### [Problem to work on]
Show each line of the records below that contains the string "wall", matching case exactly.

[Region annotation entries]

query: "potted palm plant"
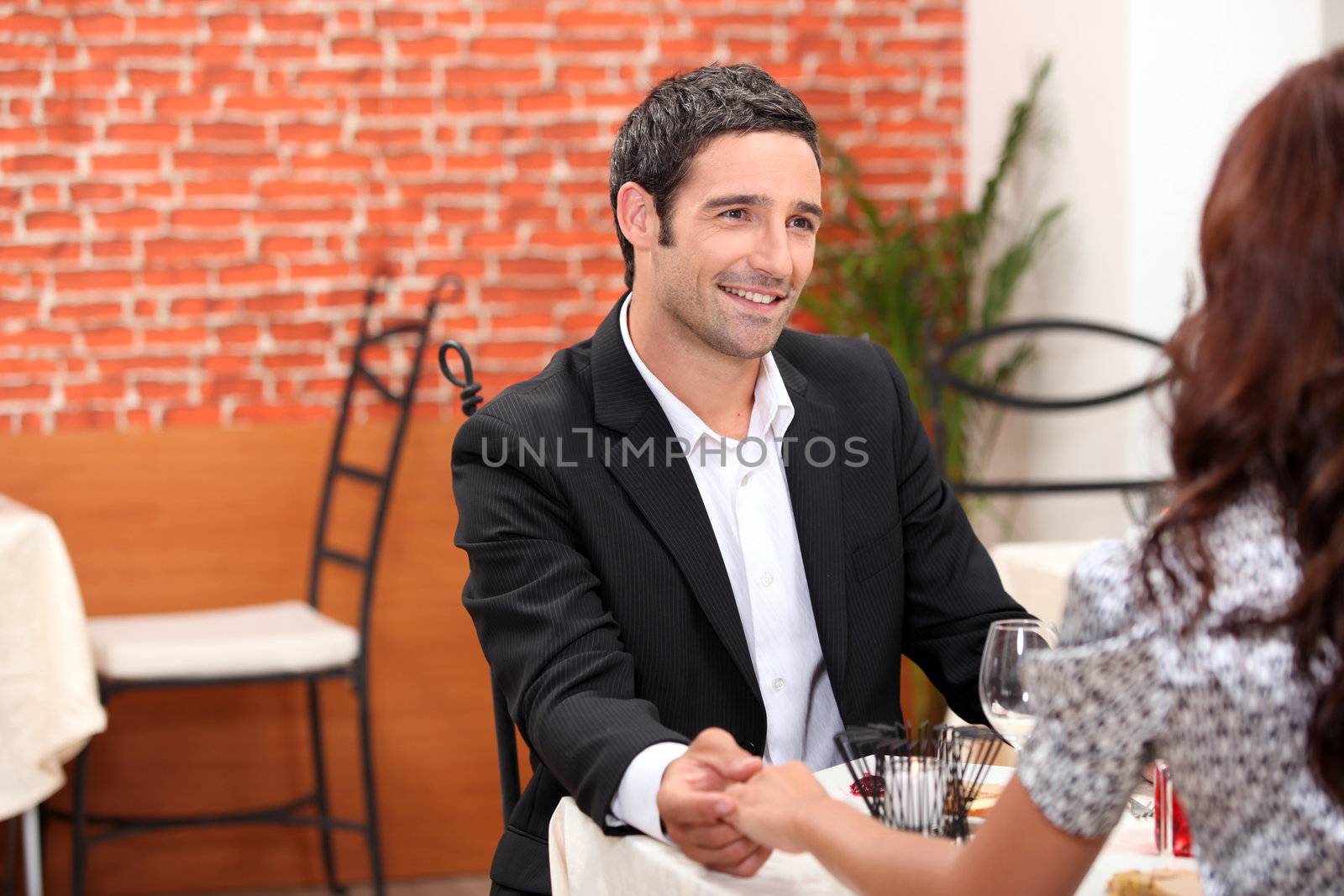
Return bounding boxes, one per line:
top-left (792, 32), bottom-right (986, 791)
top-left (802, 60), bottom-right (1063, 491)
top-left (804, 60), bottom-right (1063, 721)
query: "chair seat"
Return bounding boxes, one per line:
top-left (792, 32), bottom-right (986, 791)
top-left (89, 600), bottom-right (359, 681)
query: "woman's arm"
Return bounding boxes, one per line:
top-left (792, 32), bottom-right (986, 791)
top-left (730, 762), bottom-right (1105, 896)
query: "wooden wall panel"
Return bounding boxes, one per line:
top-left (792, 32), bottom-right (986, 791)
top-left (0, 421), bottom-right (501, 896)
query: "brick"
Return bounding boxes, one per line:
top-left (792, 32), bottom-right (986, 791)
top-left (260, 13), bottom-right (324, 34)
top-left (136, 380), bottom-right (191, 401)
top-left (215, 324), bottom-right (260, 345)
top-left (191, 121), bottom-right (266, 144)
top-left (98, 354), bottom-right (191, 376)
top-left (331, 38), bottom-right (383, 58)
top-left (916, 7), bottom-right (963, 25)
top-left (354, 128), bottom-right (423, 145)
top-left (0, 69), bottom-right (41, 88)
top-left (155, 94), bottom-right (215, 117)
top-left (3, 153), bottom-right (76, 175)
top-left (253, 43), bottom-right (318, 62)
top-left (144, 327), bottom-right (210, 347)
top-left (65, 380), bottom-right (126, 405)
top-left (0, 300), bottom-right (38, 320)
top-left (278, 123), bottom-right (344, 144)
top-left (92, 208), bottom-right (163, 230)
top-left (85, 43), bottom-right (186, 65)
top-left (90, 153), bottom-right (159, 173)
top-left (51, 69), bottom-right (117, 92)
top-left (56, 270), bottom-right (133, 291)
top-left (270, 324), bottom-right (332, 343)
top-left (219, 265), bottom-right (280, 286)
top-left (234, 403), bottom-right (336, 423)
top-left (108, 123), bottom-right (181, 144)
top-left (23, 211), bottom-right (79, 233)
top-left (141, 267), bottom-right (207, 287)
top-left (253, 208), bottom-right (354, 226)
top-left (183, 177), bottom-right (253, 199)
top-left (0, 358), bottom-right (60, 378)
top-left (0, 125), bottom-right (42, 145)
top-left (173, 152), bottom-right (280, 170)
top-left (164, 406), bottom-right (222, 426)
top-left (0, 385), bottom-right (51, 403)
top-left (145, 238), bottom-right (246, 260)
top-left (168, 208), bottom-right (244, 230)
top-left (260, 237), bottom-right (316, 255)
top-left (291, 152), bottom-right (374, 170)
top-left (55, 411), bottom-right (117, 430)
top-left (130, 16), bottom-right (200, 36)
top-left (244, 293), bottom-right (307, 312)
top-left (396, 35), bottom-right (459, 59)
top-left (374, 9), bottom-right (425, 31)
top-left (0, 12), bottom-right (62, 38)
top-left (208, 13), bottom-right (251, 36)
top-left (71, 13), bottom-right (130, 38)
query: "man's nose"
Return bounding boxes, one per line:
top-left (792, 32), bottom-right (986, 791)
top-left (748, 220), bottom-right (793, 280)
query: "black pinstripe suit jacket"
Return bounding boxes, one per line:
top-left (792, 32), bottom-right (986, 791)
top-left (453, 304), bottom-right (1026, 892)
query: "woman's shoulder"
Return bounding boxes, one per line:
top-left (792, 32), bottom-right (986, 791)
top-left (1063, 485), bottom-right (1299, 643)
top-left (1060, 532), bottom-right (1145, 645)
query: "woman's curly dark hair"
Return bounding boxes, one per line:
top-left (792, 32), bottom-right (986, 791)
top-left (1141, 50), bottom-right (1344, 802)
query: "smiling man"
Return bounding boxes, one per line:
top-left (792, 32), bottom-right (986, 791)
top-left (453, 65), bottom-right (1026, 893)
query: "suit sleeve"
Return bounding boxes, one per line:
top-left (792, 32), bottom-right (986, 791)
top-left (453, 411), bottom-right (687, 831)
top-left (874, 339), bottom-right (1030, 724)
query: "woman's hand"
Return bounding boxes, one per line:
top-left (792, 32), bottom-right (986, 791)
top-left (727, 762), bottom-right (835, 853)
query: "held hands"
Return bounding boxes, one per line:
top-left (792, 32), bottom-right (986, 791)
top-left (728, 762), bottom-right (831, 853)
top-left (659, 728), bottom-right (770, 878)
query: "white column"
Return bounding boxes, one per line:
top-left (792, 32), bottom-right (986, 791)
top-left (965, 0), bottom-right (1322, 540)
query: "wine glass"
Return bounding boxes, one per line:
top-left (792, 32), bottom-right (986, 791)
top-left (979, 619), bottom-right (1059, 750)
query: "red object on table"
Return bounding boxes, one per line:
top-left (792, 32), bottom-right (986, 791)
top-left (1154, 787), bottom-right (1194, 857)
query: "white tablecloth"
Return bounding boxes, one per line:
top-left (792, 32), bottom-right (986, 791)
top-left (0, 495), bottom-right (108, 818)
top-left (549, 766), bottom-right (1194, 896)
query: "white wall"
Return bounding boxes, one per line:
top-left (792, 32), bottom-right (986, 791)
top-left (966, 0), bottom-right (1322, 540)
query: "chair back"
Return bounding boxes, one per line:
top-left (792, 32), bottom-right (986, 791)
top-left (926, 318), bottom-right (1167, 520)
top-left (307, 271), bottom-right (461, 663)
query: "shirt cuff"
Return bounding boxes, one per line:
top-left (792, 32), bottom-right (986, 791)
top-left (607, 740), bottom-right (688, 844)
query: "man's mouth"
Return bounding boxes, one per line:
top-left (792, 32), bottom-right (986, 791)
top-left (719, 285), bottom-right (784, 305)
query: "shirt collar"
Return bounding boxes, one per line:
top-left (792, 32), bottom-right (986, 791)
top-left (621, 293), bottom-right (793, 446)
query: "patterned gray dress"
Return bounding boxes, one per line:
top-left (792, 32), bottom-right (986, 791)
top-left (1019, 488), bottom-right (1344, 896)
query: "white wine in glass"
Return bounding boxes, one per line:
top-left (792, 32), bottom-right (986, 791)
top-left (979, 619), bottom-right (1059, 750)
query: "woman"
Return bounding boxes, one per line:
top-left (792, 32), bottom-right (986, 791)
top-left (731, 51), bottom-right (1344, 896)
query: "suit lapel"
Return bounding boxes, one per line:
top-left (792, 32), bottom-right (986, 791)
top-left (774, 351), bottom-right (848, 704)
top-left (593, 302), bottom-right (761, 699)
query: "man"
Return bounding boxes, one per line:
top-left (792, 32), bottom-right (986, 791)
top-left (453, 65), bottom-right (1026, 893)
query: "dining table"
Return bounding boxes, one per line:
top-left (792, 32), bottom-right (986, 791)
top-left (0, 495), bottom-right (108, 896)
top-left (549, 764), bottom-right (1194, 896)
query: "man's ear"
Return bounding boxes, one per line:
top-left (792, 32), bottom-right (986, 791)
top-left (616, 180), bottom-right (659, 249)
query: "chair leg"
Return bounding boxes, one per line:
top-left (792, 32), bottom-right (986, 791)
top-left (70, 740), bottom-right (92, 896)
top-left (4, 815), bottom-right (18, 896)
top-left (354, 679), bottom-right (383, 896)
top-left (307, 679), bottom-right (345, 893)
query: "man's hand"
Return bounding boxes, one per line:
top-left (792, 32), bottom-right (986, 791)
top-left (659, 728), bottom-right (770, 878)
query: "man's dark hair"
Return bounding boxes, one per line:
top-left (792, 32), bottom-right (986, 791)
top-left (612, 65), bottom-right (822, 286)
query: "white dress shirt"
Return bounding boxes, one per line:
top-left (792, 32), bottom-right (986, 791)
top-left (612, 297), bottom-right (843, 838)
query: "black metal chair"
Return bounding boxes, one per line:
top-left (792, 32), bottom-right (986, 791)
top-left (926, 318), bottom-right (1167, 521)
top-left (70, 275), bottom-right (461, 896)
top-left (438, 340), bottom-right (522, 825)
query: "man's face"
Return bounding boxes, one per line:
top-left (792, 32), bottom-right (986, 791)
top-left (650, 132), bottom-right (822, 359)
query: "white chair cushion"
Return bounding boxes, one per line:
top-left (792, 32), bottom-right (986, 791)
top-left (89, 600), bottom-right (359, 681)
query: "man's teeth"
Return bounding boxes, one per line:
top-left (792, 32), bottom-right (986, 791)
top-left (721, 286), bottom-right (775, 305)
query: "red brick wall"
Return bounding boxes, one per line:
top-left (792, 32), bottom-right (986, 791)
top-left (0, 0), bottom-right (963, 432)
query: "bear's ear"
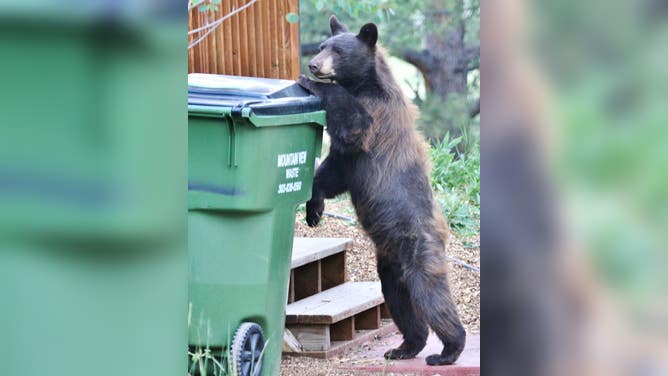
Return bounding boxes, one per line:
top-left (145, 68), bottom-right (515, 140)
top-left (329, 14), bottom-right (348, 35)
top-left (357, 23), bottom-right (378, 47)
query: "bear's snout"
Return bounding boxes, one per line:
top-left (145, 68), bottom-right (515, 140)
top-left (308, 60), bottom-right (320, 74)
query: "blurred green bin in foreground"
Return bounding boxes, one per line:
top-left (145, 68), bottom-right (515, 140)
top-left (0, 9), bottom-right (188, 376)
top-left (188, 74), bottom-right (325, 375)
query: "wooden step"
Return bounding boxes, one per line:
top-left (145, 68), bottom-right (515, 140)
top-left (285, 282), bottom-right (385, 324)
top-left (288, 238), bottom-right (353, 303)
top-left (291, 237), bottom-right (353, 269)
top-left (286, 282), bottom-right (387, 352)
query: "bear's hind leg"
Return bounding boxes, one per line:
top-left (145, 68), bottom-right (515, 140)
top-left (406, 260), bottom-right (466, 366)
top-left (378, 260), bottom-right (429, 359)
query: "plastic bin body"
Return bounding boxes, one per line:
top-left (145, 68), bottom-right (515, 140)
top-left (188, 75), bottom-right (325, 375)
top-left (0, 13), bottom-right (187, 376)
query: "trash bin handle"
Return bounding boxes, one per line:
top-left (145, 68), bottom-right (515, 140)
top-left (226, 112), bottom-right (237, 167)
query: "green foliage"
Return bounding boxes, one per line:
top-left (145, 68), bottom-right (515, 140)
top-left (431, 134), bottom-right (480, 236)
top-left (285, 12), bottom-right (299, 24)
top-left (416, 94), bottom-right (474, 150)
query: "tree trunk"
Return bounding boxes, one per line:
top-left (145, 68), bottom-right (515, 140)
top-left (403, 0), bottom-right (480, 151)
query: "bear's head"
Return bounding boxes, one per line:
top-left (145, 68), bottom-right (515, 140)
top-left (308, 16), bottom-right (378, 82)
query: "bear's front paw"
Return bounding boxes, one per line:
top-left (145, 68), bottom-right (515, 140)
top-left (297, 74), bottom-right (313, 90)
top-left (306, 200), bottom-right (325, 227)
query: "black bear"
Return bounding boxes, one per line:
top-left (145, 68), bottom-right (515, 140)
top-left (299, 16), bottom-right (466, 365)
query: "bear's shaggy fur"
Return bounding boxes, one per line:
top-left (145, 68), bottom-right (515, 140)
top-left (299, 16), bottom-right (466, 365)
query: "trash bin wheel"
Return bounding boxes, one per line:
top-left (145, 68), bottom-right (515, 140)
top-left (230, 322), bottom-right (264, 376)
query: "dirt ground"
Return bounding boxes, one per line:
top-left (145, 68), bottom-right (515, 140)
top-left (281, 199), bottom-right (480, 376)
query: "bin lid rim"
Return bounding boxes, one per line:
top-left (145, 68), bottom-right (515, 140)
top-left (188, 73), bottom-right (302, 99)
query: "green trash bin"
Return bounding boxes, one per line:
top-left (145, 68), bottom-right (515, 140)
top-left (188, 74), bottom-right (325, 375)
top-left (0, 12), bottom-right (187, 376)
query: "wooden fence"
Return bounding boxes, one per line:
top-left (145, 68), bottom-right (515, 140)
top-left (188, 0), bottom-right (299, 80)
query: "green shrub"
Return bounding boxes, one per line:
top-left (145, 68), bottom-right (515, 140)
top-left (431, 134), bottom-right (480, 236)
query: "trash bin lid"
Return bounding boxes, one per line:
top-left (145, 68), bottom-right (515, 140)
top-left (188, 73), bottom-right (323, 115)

### [Task answer]
query: "wooden wall panel"
query: "white wall"
query: "red brick wall"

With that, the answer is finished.